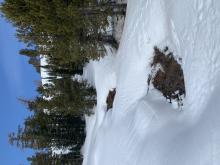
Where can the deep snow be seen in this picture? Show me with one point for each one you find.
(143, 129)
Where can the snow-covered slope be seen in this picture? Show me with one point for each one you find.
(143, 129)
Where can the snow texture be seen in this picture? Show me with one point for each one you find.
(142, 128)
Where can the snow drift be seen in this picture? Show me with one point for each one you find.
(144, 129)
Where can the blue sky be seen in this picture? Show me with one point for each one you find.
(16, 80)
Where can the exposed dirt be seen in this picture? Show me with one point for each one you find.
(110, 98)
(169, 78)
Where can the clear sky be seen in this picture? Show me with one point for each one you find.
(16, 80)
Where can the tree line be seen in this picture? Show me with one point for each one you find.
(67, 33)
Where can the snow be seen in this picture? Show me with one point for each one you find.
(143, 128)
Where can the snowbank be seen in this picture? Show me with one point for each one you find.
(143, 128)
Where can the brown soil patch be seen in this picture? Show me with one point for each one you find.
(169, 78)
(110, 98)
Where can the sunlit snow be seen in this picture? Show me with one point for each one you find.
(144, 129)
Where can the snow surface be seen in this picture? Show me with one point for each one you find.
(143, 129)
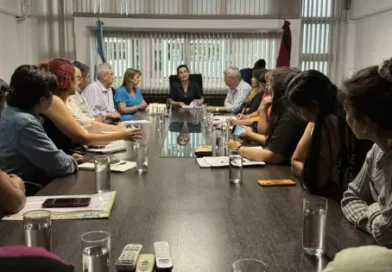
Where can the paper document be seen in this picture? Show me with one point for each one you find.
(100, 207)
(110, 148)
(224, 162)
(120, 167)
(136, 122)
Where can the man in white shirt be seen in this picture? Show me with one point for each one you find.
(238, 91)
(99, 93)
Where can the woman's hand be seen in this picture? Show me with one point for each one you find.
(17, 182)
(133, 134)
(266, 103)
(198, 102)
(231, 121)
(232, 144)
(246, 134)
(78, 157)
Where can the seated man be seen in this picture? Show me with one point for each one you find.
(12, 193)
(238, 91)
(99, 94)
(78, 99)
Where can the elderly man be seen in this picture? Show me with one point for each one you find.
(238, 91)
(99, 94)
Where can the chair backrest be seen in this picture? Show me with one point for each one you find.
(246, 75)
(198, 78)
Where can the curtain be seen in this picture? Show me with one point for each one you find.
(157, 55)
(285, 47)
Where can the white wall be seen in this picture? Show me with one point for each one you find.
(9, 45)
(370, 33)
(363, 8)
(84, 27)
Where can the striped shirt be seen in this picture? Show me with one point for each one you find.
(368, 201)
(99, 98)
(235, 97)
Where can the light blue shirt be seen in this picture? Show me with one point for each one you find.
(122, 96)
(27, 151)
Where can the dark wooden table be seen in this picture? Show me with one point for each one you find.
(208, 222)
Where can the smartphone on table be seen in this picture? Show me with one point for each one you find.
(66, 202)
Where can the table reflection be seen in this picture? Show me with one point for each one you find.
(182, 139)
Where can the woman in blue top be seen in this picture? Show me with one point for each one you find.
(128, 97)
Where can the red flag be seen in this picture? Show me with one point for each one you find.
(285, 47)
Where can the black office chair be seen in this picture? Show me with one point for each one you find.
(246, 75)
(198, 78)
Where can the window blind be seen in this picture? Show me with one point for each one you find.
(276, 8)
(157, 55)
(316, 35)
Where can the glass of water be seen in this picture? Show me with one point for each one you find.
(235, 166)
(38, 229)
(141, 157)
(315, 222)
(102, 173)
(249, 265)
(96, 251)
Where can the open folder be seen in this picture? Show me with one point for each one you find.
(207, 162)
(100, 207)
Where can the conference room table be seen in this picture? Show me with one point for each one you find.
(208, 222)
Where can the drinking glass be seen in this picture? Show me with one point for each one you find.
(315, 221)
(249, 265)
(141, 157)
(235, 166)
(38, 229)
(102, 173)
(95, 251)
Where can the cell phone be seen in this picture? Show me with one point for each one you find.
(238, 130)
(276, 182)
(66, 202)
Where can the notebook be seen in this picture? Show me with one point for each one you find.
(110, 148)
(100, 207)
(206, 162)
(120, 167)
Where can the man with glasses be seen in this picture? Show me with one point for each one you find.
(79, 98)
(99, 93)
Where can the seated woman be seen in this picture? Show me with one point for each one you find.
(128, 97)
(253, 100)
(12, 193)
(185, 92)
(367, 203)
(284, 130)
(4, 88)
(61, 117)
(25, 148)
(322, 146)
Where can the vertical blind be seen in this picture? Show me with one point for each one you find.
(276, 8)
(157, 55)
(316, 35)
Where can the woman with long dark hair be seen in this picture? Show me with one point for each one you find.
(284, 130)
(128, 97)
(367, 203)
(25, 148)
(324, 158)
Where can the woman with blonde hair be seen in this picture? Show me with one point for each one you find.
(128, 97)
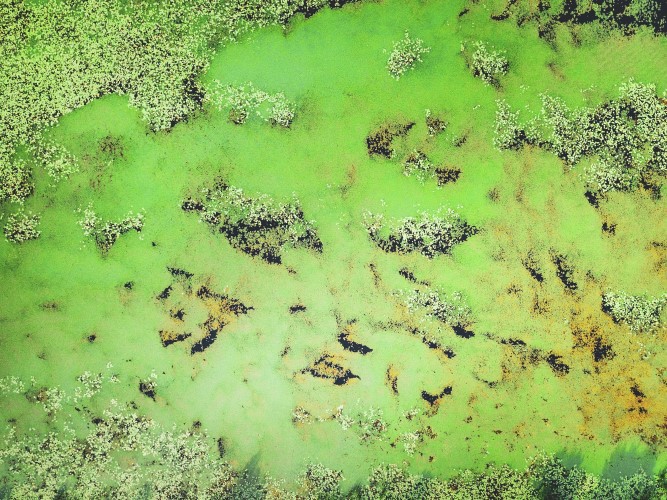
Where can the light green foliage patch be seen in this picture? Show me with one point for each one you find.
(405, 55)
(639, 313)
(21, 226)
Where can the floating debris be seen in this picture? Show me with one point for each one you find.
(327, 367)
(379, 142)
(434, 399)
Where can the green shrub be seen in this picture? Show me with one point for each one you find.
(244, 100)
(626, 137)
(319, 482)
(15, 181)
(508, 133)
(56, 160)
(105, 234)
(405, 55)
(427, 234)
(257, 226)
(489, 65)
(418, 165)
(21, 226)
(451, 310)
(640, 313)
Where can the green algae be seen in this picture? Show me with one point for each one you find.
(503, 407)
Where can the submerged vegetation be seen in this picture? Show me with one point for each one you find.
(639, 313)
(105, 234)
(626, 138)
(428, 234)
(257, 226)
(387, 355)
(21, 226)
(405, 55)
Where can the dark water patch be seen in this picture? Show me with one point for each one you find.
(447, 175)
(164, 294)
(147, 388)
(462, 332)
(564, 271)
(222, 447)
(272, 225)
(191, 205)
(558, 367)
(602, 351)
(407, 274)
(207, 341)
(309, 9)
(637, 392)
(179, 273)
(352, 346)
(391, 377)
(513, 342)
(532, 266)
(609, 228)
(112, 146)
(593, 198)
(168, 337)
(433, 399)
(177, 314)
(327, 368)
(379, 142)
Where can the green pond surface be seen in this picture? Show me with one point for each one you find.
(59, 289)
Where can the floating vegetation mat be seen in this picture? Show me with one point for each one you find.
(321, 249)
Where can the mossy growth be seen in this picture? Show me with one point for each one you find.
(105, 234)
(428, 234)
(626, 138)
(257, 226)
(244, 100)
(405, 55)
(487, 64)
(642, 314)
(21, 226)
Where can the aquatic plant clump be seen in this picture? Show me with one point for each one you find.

────────────────────

[Exercise aim] Print exactly the lines of the records from the one containing "Where can the light green" through the end, and nothing besides them.

[Reply]
Where can the light green foliage patch be seen in this picture? Show me with one point for each one you find.
(405, 55)
(639, 313)
(21, 226)
Where can the floating debris be seen in this picture? Show me with one point for each one you find.
(327, 367)
(379, 142)
(434, 399)
Where can the green shrub be seen in this picture? Show me with one point for each one you find.
(244, 100)
(626, 137)
(319, 482)
(15, 181)
(508, 133)
(56, 160)
(105, 234)
(405, 55)
(427, 234)
(257, 226)
(489, 65)
(418, 165)
(21, 226)
(451, 310)
(640, 313)
Where can the green algae be seen in this picture? Show me with one point for each one you find.
(503, 407)
Where can the submerged vegetation be seen in this picture? Show me with one point for each one you find.
(639, 313)
(105, 234)
(626, 138)
(428, 234)
(257, 226)
(387, 355)
(21, 226)
(405, 55)
Where can the dark water patch be seen in this picture? Show me with one point for each one you find.
(447, 175)
(164, 294)
(147, 388)
(462, 332)
(564, 271)
(222, 447)
(272, 225)
(191, 205)
(558, 367)
(602, 351)
(407, 274)
(207, 341)
(309, 9)
(637, 392)
(179, 273)
(352, 346)
(391, 377)
(513, 342)
(532, 266)
(609, 228)
(112, 146)
(593, 198)
(168, 337)
(433, 399)
(177, 314)
(327, 368)
(379, 142)
Where can the green pond surface be seen in this picture? Show me with one point for each one you find.
(59, 289)
Where can the floating vegetation mat be seen in this picture? Show me with one point for each one you find.
(321, 249)
Where can the mossy growth be seen in this picture? Show me with one point for each one you find.
(105, 234)
(428, 234)
(626, 138)
(257, 226)
(244, 100)
(405, 55)
(487, 64)
(642, 314)
(21, 226)
Where can the aquatic plant clump be seen in this picture? Show me with one point for each one you find.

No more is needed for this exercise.